(Dataset records about object locations)
=-=-=
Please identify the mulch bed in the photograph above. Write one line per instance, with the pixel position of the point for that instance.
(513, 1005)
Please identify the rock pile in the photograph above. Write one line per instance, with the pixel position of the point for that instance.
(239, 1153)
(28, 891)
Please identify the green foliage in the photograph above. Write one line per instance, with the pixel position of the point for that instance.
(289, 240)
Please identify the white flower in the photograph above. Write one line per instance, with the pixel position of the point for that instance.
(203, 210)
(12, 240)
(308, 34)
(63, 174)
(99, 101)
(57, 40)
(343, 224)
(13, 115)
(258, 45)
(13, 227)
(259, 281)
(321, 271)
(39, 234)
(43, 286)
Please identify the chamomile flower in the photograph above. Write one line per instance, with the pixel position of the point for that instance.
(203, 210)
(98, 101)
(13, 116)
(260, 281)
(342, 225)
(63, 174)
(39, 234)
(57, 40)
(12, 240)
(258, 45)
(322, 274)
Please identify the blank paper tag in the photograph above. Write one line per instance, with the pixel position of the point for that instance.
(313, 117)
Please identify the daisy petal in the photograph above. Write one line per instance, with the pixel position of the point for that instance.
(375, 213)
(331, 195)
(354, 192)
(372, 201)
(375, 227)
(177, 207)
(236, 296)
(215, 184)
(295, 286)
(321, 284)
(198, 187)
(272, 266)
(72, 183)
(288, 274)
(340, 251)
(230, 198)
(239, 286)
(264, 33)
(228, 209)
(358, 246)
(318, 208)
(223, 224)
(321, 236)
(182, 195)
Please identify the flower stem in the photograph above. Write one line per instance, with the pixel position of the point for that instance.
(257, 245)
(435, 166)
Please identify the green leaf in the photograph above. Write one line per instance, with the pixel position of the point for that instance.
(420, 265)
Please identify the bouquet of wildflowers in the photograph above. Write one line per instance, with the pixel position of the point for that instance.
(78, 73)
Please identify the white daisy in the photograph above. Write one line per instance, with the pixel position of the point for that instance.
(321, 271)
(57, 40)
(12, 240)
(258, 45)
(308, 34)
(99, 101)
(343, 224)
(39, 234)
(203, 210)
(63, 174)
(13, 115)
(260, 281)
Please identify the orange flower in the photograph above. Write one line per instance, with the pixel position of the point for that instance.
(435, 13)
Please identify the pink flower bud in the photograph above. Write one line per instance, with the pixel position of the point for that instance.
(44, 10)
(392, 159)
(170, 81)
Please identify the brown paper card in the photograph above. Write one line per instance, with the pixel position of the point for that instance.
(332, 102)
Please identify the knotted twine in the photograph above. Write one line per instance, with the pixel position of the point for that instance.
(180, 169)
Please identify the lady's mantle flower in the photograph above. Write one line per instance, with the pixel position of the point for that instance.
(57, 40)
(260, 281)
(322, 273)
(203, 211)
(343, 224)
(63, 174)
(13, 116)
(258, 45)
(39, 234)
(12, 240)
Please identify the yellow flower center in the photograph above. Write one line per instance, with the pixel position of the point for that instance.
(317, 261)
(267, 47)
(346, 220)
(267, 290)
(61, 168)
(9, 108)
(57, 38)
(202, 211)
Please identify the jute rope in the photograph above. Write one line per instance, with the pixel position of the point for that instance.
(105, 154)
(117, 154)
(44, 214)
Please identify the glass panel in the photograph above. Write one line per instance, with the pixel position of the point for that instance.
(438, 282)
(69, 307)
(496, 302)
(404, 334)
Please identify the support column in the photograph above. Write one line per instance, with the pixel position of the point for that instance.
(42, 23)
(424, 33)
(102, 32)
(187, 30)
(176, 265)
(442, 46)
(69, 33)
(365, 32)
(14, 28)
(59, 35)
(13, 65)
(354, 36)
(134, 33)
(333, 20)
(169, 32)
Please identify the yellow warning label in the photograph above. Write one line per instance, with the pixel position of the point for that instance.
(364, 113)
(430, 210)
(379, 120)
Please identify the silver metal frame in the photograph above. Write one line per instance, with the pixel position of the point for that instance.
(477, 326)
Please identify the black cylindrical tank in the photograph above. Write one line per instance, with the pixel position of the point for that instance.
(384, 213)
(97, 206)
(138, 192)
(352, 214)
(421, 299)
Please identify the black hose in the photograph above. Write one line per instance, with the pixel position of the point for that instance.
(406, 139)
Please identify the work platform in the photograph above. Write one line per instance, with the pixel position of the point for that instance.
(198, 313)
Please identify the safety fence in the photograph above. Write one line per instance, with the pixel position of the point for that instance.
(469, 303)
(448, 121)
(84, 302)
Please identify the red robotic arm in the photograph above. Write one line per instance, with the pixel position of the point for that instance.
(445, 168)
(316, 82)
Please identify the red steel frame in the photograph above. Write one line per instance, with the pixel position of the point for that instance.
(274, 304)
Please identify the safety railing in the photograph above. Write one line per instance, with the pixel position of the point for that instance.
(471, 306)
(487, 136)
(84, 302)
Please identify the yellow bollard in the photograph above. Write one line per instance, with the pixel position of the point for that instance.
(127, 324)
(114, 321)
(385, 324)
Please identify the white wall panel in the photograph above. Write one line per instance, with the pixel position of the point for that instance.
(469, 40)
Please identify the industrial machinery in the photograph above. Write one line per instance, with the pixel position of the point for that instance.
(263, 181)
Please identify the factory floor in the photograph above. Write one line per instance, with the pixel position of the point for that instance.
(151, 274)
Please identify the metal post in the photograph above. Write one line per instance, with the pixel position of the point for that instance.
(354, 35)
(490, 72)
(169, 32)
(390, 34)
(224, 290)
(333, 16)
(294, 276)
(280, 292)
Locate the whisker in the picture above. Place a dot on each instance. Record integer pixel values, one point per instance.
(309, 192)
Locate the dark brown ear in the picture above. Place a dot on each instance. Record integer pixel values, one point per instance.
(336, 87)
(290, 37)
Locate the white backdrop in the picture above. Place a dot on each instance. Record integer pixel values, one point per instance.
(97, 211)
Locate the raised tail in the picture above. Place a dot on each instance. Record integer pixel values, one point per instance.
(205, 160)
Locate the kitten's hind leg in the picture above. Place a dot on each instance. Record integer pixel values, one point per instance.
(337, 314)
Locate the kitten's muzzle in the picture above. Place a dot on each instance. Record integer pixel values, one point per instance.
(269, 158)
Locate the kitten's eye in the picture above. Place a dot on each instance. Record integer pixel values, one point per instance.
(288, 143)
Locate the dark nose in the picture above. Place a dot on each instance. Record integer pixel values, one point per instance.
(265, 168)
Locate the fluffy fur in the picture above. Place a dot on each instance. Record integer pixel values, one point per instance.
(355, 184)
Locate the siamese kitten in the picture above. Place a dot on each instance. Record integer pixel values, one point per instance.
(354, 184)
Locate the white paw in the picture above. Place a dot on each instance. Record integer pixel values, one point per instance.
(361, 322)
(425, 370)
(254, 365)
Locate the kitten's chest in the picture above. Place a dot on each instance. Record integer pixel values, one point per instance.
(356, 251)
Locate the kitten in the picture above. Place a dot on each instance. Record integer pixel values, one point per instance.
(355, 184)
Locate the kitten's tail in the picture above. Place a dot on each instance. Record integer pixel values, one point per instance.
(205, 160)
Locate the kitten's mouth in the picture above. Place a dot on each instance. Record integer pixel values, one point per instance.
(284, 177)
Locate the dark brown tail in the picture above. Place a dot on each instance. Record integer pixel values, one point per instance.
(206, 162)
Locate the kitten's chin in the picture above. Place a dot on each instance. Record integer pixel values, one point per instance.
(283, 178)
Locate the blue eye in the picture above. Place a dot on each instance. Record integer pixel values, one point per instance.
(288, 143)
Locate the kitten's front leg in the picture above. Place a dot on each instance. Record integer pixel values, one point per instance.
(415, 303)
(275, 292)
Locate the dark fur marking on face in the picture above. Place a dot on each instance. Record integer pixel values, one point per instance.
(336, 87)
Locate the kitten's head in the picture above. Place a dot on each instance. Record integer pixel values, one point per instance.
=-=-=
Return the whole listing exactly, with every line included.

**The output**
Please identify the mulch bed in the photograph above. Write one line per instance, with the pixel position of the point for that instance.
(513, 1005)
Please identify the rock pile in the photograph above. Write one line per instance, with the pixel position of the point for that instance.
(239, 1153)
(28, 891)
Please identify the green foliage in the photograph above. Write one line per instance, with the pixel position of the point for that instance.
(289, 240)
Please identify the white flower in the photograph above. Write one line per instance, with the pixel position of the point for that instance.
(203, 210)
(12, 240)
(308, 34)
(63, 174)
(99, 101)
(57, 40)
(343, 224)
(13, 115)
(258, 45)
(13, 227)
(259, 281)
(321, 271)
(39, 234)
(43, 286)
Please identify the chamomile flower in the photograph above. Write one line per instance, with the pixel position of the point for that instance.
(203, 210)
(98, 101)
(13, 116)
(260, 281)
(342, 225)
(63, 174)
(39, 234)
(57, 40)
(12, 240)
(258, 45)
(322, 274)
Please identify the blank paper tag in the photograph above. Write one line per instance, with the pixel position of the point for that instance.
(313, 117)
Please identify the daisy petal in the photograph above. Write one line per instance, with the pixel position of the point for that instance.
(375, 213)
(331, 195)
(354, 192)
(372, 201)
(375, 227)
(177, 207)
(236, 296)
(215, 184)
(295, 286)
(321, 284)
(198, 187)
(272, 266)
(72, 183)
(288, 274)
(340, 251)
(230, 198)
(239, 286)
(264, 33)
(228, 209)
(358, 246)
(318, 208)
(223, 224)
(321, 236)
(182, 195)
Please identify the flower stem in the photograph above. Write one line per instance, with the pixel position of the point for that instance.
(257, 245)
(435, 166)
Please identify the green leaf in the photograph above. Write one line per instance, with the pixel position of the point for that instance.
(420, 265)
Please identify the bouquet of wildflowers in the photograph above. Write one line per instance, with the pixel position of the point for that instance.
(78, 73)
Please identify the white daisy in the photograph above. Write one line per instance, with the pixel position of the point for that instance.
(321, 271)
(57, 40)
(12, 240)
(258, 45)
(308, 34)
(99, 101)
(343, 224)
(39, 234)
(203, 210)
(63, 174)
(13, 115)
(260, 281)
Please identify the orange flower in the photograph above. Write one line per instance, with the pixel position of the point for that instance.
(435, 13)
Please identify the pink flower bud in the photograph above. Write one line per instance, with the pixel position of the point for that instance.
(44, 10)
(392, 159)
(170, 81)
Please identify the brown paper card in the photograph above. Write one line per instance, with the pixel position of the point for that instance.
(332, 102)
Please identify the knotted twine in the photograph above. Write one line per instance, with the pixel position of the point for that instance.
(180, 169)
Please identify the lady's mantle flower in the photograph above. Write one line per instance, with the pixel position of the point for that instance.
(57, 40)
(260, 281)
(322, 273)
(203, 211)
(343, 224)
(63, 174)
(13, 116)
(258, 45)
(39, 234)
(12, 240)
Please identify the yellow flower center in the photograph above. Write one line per instance, with the pixel position of the point for that instance.
(317, 261)
(267, 47)
(346, 220)
(267, 290)
(61, 168)
(9, 108)
(57, 38)
(202, 211)
Please identify the jute rope in the photograph above. Write one line per instance, with the pixel position of the point for that instance.
(105, 154)
(117, 154)
(44, 214)
Please identify the glass panel in the photograph above. Write one line per instance, with the pixel position of the point for that instance.
(438, 282)
(69, 307)
(496, 302)
(404, 334)
Please identify the support column in the photograph above. Write one line per instance, with the pixel position of the point for that instance.
(42, 23)
(424, 33)
(102, 32)
(187, 30)
(176, 265)
(442, 46)
(69, 33)
(365, 32)
(14, 28)
(59, 35)
(13, 65)
(354, 36)
(134, 33)
(333, 20)
(169, 32)
Please identify the yellow warning label in the photograph above. Write one line per instance, with the pixel position of the point for that instance.
(364, 113)
(430, 210)
(379, 120)
Please identify the silver metal frame in the photograph above. Write one line per instance, with the pixel position of the point for that instance.
(477, 326)
Please identify the black cylindrical tank in the photograph above. Write one line per instance, with the pixel position of the point for that instance.
(384, 213)
(97, 206)
(138, 192)
(352, 214)
(421, 299)
Please identify the black hose in the photograph above. Write one line per instance, with the pixel position of the point for that instance.
(406, 139)
Please identify the work platform in the photograph above. Write one line per instance, with the pixel position of the point for that instance.
(198, 313)
Please identify the safety fence in the photograph above. Write one line per instance, with the pixel position of the point for that instance.
(469, 303)
(448, 121)
(84, 302)
Please identify the red robotic arm in the photograph above. Write one line per instance, with the pixel position of the point for that instance.
(445, 168)
(316, 82)
Please identify the red steel frame in the photograph above. Write one line per instance, with the pixel position of the point for that instance.
(274, 304)
Please identify the safety railing in the photograph above. Write one line per instance, with the pixel position of the point for that instance.
(471, 306)
(487, 136)
(84, 302)
Please identify the yellow bollard in the photograph above. Write one line per instance, with the pixel position of the point for that instance.
(127, 324)
(114, 321)
(385, 324)
Please identify the white wall panel in the photograph above. Write one line per instance, with the pixel position of the point for that instance.
(469, 40)
Please identify the industrial machinery in the photograph above. Write one line per instance, with the pixel position of the point for that instance.
(263, 181)
Please identify the factory floor in the photograph above. Write one line per instance, with the pixel position of the point for that instance.
(151, 274)
Please identify the metal post in the photograph above. Write one line per instance, with the pixel position of the point for that instance.
(354, 35)
(490, 72)
(169, 32)
(390, 34)
(224, 290)
(333, 16)
(294, 276)
(280, 292)
Locate the whisker in the picture above. Place a dot on each instance. Record integer pixel values, one point per instance.
(309, 192)
Locate the dark brown ear in the picture above. Place a dot on each instance. Record integer pixel values, one point per instance.
(336, 87)
(290, 37)
Locate the white backdrop in the picture above. Place a dot on each instance. Record integer pixel values, one point per instance.
(97, 211)
Locate the raised tail in the picture above. Place a dot on each instance. Record integer pixel values, one point per instance.
(205, 160)
Locate the kitten's hind leg in the picture above. Place a dot on each instance. Record integer pixel values, one point per instance.
(337, 314)
Locate the kitten's muzzle in the picture above. Place a dot on each instance. Record integer pixel values, one point per instance.
(269, 158)
Locate the kitten's eye in the picture above. Place a dot on each instance. Record integer pixel values, one point per instance.
(288, 143)
Locate the dark nose in the picture above. Place a dot on each instance. Record integer pixel values, one point per instance.
(265, 168)
Locate the fluffy fur in the picture above. Place a dot on each instance. Record integer pixel values, one point per instance.
(355, 184)
Locate the siamese kitten in the picture above. Place a dot on each instance. Record integer pixel values, one point per instance.
(354, 184)
Locate the white paw in the picture above. Place a dot on each instance. Record integer pixel values, one point per instance.
(361, 322)
(425, 370)
(254, 365)
Locate the kitten's chest in the picture above. Place a dot on each instance. Record integer pixel values, one point per instance.
(356, 251)
Locate the kitten in the picture above. Place a dot on each instance. Record integer pixel values, one point per instance.
(355, 184)
Locate the kitten's tail in the picture above. Place a dot on each instance. Record integer pixel values, one point per instance.
(205, 160)
Locate the kitten's mouth in the picture above. Place a dot on each instance. Record integer pixel values, one point per instance.
(284, 177)
Locate the dark brown tail in the picture above. Place a dot on each instance. Record integer pixel values, one point per instance.
(206, 162)
Locate the kitten's chin in the picture above. Place a dot on each instance. Record integer pixel values, one point per instance.
(283, 178)
Locate the blue eye in the picture above. Place a dot on each instance. Record integer pixel values, one point per instance.
(288, 143)
Locate the kitten's front leg in the picture above. Place a dot on each instance. Record integer pixel values, one point per instance.
(415, 303)
(275, 292)
Locate the dark fur marking on face in the picture above. Place a dot on each instance. Record integer pixel values, one point per instance.
(336, 87)
Locate the kitten's head in the picture above. Place a dot on each instance. Record integer pixel values, one point per instance.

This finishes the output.